:: Text extract

Statalist


[Date Prev][Date Next][Thread Prev][Thread Next][Date index][Thread index]

Re: st: RE: Outlier: Detection


From   "Austin Nichols" <austinnichols@gmail.com>
To   statalist@hsphsun2.harvard.edu
Subject   Re: st: RE: Outlier: Detection
Date   Wed, 20 Feb 2008 11:48:18 -0500

Sergiy, is there a reason to limit n to 90, or to use -inspect-
(necessarily limiting n to 99)?  Would this version accomplish the
same goal?

program Grubbs2, rclass sortpreserve
 syntax [varlist] [if] [in] [, Level(int 95)]
 marksample touse
 foreach v of local varlist {
  tempvar c
  qui bys `v' `touse': g `c'=_N-_n if `touse'
  qui count if `c'==0 & `touse'
  local n=r(N)
  local t2=(invttail(`n'-2,(1-`level'/200)/(2*`n')))^2
  local G_cr=((`n'-1)/sqrt(`n'))*sqrt(`t2'/(`n'-2+`t2'))
  quietly levelsof `v' if `touse', local(levs)
  if `: word count `levs''!=`n' error 198
  loc levsum=0
  loc sqsum=0
  foreach lev of local levs {
   local levsum=`levsum'+`lev'
   local sqsum=`sqsum'+`lev'*`lev'
  }
  local mean=`levsum'/`n'
  local levsdev=sqrt(`sqsum'/`n'-`mean'*`mean')

::::

Tasks for this exercise:
A: Answer the following questions using the Statalist post.
(i) Who sent the message?
(ii) What is the name of the program defined in the code?
(iii) What default value does the program's Level option take?
B: Print the portion of the Statalist post from "program Grubbs2, rclass" to "local n=r(N)".
C: Render the sentence "Would this version accomplish the same goal?" from the Statalist post in French.

:: Entries provided

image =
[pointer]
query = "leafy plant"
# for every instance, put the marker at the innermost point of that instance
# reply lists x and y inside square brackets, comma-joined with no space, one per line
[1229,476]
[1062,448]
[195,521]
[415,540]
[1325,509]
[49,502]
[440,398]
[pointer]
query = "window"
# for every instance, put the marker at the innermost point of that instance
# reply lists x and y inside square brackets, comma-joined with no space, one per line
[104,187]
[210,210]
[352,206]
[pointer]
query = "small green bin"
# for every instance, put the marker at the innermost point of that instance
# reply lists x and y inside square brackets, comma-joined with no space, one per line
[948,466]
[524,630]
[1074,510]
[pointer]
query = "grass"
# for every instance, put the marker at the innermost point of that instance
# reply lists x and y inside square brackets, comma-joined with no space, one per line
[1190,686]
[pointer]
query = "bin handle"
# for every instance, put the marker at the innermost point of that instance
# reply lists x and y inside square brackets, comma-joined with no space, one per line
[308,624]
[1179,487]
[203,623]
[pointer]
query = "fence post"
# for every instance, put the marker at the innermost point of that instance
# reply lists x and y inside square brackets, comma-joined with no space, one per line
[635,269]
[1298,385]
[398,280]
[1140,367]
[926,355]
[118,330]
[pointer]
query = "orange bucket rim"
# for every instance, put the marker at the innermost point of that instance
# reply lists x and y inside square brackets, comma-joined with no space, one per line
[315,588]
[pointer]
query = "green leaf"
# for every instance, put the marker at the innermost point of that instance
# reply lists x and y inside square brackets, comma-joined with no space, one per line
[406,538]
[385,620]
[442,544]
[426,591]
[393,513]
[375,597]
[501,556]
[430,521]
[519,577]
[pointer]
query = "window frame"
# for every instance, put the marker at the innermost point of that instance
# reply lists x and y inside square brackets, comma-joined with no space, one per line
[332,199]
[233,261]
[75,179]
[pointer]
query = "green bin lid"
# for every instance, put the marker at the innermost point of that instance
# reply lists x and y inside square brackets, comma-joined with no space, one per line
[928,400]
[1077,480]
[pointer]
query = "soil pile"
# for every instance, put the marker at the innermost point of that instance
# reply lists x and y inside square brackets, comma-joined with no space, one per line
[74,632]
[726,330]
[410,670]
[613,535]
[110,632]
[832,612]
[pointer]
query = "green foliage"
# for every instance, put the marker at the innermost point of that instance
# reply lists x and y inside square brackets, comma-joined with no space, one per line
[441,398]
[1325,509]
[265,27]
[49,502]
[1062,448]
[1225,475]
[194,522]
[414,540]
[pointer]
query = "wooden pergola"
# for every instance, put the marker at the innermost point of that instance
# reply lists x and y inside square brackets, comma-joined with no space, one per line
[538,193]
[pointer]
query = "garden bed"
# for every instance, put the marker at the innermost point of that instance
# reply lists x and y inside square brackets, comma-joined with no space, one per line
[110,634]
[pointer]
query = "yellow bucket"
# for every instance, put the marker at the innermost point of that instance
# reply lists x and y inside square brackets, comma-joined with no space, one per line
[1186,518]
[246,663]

::::

The responses:
A:
(i) Austin Nichols
(ii) Grubbs2
(iii) 95

B:
program Grubbs2, rclass sortpreserve
 syntax [varlist] [if] [in] [, Level(int 95)]
 marksample touse
 foreach v of local varlist {
  tempvar c
  qui bys `v' `touse': g `c'=_N-_n if `touse'
  qui count if `c'==0 & `touse'
  local n=r(N)

C: Cette version permettrait-elle d'atteindre le même objectif ?